▶ Yapılacak işler
A - Alıntı metne göre aşağıdakileri yanıtlayın:
(i) Şemdinli'deki bomba hangi ay ve yılda patladı?
(ii) Boğazlıyan Kaymakamı Kemal Bey hangi tarihte idama mahkûm olmuştu?
(iii) Seferi Yılmaz hangi seçimlerde milletvekili aday adayıydı?
B - Alıntı metinde "Yıl 2005, oynanan oyun" ile başlayan paragrafı, temel bilgilerini koruyarak madde listesi hâline getirin.
C - Alıntı metinden, "Yıl 2005, oynanan" ile başlayıp "gerekeni (!) yaptı." ifadesine kadar devam eden bölümü birebir kopyalayın.

▶ Alıntı metin
^^^^
Yıl 2005, oynanan oyun ve senaryoya dikkat! Kasım 2005 yılında Şemdinli’de patlayan bir bomba. Hedefi ne kitapçı ne de kitapevi sahibi. Asıl amacın ne olduğu zaten bilinmesi gereken birimler ve şahıslar tarafından biliniyor. Oradaki bombalamanın kimler tarafından ve ne amaçla yapıldığını bütün basın bilmesine rağmen olayları saptırmakta üstüne olmayan medya yine yapması gerekeni (!) yaptı.
Tarih 19 Nisan 1919. Boğazlıyan Kaymakamı Kemal Bey… Oynanan oyun yine aynıydı. 8 Nisan 1919’da idama mahkûm olmuş, ancak Padişah Sultan Vahdettin kararı imzalamamış. Buna rağmen Şeyhülislam’ın fetvası ve İngilizlerin baskısı ile Kemal Bey İstanbul’a getirilerek, Beyazıt Meydanı’nda idam sehpasına çıkarılırken son sözü sorulduğunda; halka dönerek: “Sevgili vatandaşlarım, ben bir Türk memuruyum. Aldığım emri yerine getirdim. Vazifemi yaptığıma vicdanım emindir. Sizlere yemin ederim ki, ben masumum. Son sözüm bugün de budur, yarın da budur. Ecnebi devletlere yaranmak için beni asıyorlar. Eğer adalet buna diyorlarsa, kahrolsun adalet” demiştir. Bunun üzerine halk “Kahrolsun böyle adalet” diye bağırmaya başlamıştır. Kemal Bey sözlerine devamla: “Benim sevgili kardeşlerim, asil Türk Milletine çocuklarımı emanet ediyorum. Bu kahraman millet, elbette onlara bakacaktır. Allah, vatan ve milletimize zeval vermesin. Amin. Borcum var, servetim yok, üç çocuğumu, millet uğruna yetim bırakıyorum. Yaşasın Millet...” demiştir. Yıl 1984, terör örgütünün 1984 yılında Eruh ve Şemdinli’de başlattığı kanlı eylemlerinin o günkü pilanlayıcısı ve uygulayıcılarından birisi Seferi Yılmaz. Olaydan sonra yakalandı ve hainliğinin cezasını yaklaşık on beş yıl yatarak ödedi, bedeli on beş yıl mı olmalı! Üstelik bu malum şahıs 22 Temmuz 2007 seçimlerinde milletvekili aday adayı. O ve onun gibi onlarcası var, gerçi aday adayı veya aday. Hatta milletvekili seçilen bunun gibi onlarca. Türk askerine kurşun sıkmanın, bu ülkeyi bölmeye çalışmanın ödülü milletvekilliği mi olmalı?! Yazık hem de çok yazık! Bu ülke için canını veren insanlara da ödül 40 yıl hapis cezası! Gerçi Seferi Yılmaz milletvekili olamadı ama birçok yandaşı milletvekili şimdi. Bir yanda bölücü teröristlerin uzantısı dokunulmazlık zırhında, diğer yanda da zırhlıların uzantısı dağda ve her gün askerimize kurşun sıkıyor, mayın patlatıyor. En son bu yazı yazılırken aynı gün üç şehidimiz vardı. Ne yapılmak isteniyor gayet açık. Bakın bize istediğimizi verin biz bu eylemleri durdururuz. Ne istiyorsunuz? Valla çok şey istemiyoruz; ABD’nin dediğini yapın, Güneydoğu’yu bölün ABD için Karadeniz’e bir koridor açın. Zaten akepe’nin politikası da teslimiyetçilik politikası olduğuna göre her şey daha kolay olur.
^^^^
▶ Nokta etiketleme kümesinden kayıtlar
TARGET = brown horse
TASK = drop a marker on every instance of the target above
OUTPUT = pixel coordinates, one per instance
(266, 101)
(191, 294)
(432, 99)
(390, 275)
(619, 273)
^^^^
▶ Nihai cevaplar
A -
(i) Kasım 2005
(ii) 8 Nisan 1919
(iii) 22 Temmuz 2007 seçimleri

B -
- Kasım 2005'te Şemdinli'de bir bomba patladı.
- Bombanın hedefi ne kitapçı ne de kitapevi sahibiydi.
- Asıl amaç, bilmesi gereken birimler ve şahıslar tarafından biliniyor.
- Bütün basın, bombalamanın kimler tarafından ve ne amaçla yapıldığını biliyordu, buna rağmen medya olayları yine saptırdı.

C -
Yıl 2005, oynanan oyun ve senaryoya dikkat! Kasım 2005 yılında Şemdinli’de patlayan bir bomba. Hedefi ne kitapçı ne de kitapevi sahibi. Asıl amacın ne olduğu zaten bilinmesi gereken birimler ve şahıslar tarafından biliniyor. Oradaki bombalamanın kimler tarafından ve ne amaçla yapıldığını bütün basın bilmesine rağmen olayları saptırmakta üstüne olmayan medya yine yapması gerekeni (!) yaptı.